== PROBLEM ==
Count the lines in the rows below that contain the word "green". Reply with the number alone.

— begin INPUT RECORDS —

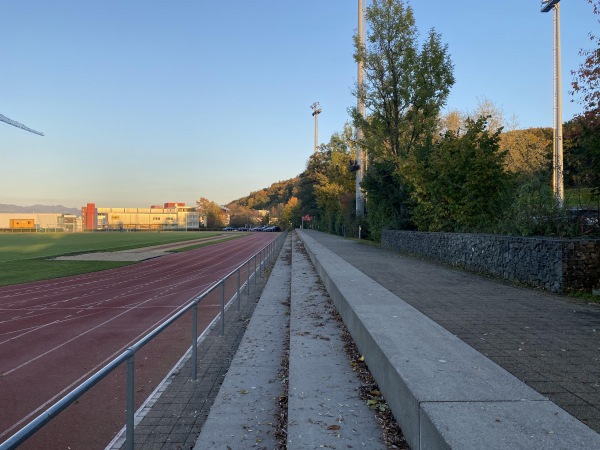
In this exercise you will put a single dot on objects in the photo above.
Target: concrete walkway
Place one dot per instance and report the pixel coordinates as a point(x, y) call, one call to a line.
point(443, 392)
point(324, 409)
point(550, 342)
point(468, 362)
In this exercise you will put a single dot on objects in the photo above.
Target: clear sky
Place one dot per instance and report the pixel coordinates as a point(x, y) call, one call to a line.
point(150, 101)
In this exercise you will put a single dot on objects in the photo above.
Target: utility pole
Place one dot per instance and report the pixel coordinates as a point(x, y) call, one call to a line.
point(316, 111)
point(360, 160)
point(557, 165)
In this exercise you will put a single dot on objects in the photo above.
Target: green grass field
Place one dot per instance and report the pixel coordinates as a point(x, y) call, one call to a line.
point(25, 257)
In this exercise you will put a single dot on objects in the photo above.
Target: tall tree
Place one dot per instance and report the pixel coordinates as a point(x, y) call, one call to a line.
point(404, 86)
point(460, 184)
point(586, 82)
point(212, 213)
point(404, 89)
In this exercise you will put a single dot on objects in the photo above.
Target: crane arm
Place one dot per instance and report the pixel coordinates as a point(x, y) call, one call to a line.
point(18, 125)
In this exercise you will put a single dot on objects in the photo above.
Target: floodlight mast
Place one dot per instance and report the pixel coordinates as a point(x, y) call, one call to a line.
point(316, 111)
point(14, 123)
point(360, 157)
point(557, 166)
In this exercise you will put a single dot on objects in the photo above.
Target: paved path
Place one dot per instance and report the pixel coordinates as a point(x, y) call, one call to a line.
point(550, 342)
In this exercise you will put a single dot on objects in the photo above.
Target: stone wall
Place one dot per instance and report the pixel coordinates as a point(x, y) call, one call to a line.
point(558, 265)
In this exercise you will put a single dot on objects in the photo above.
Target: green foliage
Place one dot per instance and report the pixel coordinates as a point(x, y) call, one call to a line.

— end INPUT RECORDS —
— begin INPUT RECORDS —

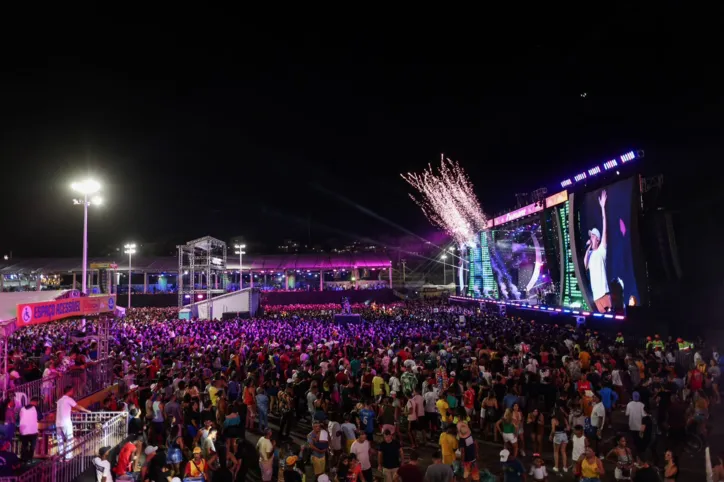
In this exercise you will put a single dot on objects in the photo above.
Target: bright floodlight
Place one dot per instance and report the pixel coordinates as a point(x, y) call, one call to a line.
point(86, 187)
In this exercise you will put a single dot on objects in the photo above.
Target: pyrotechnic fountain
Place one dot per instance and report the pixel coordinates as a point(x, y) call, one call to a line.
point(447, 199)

— end INPUT RECORDS —

== TASK OUTPUT ==
2